### [PROBLEM REQUIREMENTS]
Filter the data below, keeping only lines that contain "clearing".
_ _ _ _ _ _ _
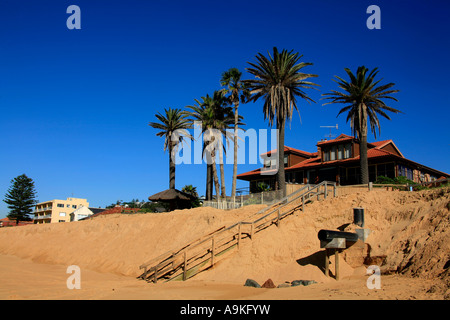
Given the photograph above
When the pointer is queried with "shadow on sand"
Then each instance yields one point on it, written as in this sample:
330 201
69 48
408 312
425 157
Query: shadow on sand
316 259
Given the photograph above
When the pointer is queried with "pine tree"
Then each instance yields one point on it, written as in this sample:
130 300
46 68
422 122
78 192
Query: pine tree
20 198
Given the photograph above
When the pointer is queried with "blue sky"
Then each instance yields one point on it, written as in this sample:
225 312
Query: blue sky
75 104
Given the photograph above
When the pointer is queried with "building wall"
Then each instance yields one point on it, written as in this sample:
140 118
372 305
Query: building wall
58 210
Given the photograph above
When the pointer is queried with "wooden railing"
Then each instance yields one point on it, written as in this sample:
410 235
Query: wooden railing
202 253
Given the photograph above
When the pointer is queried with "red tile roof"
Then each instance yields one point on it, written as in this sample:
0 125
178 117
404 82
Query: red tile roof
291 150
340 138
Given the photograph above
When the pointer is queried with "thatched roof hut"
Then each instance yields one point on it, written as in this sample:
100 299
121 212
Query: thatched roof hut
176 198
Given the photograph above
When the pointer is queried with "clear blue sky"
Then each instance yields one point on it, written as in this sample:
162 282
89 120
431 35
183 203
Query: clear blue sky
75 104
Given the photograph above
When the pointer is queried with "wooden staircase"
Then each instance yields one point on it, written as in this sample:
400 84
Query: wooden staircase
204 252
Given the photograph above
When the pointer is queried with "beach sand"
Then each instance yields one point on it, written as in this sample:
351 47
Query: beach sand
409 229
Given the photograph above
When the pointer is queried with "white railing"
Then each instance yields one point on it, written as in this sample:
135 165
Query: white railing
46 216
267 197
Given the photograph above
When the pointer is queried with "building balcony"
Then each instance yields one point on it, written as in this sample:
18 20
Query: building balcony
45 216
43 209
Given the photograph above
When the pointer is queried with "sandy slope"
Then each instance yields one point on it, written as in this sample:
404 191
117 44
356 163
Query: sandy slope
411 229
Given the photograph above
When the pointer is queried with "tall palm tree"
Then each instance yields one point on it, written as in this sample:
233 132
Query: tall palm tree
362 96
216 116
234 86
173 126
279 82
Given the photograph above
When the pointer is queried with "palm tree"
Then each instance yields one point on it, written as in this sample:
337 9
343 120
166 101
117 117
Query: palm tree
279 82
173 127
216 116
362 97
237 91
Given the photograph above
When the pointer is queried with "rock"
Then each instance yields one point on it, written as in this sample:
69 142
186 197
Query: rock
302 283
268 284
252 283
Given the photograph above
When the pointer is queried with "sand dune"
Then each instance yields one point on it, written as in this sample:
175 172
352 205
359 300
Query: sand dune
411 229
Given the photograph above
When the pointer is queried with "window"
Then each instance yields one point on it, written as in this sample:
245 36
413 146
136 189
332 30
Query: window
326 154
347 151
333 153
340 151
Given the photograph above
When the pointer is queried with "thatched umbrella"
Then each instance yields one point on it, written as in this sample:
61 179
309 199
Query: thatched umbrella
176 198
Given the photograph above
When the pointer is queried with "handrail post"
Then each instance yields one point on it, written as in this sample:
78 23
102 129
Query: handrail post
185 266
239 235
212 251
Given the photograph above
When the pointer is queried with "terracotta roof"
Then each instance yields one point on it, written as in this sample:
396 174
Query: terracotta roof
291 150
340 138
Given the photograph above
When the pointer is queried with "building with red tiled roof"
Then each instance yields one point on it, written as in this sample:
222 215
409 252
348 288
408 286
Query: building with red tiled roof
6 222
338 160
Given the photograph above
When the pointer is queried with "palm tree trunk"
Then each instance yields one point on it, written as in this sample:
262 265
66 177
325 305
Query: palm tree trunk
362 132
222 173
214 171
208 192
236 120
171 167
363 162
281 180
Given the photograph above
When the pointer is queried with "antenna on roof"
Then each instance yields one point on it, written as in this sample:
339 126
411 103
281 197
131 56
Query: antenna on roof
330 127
_ _ _ _ _ _ _
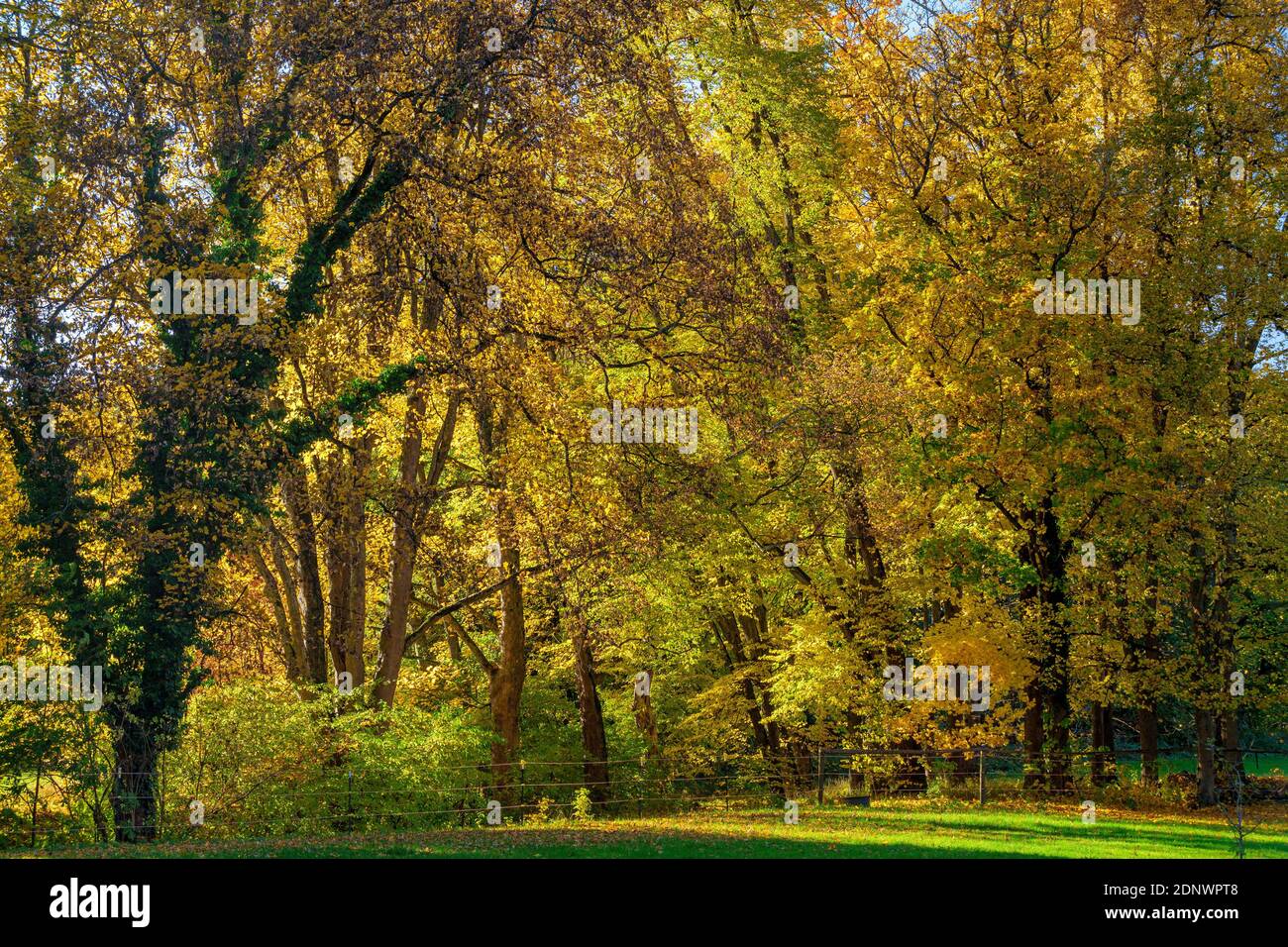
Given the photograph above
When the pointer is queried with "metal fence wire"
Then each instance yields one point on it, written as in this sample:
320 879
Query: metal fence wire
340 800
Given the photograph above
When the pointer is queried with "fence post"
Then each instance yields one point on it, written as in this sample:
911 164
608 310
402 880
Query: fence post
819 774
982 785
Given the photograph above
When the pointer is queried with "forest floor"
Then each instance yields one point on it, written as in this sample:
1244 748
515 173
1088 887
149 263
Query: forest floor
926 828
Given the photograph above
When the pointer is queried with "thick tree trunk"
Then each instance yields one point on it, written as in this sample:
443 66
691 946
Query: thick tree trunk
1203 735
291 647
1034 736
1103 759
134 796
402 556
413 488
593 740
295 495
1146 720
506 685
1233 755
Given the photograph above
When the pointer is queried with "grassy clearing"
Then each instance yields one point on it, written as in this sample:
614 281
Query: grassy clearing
_ _ _ _ _ _ _
### [RESPONSE TO THE TASK]
When the pointer is queried with "grassy clearing"
Query: grassy clearing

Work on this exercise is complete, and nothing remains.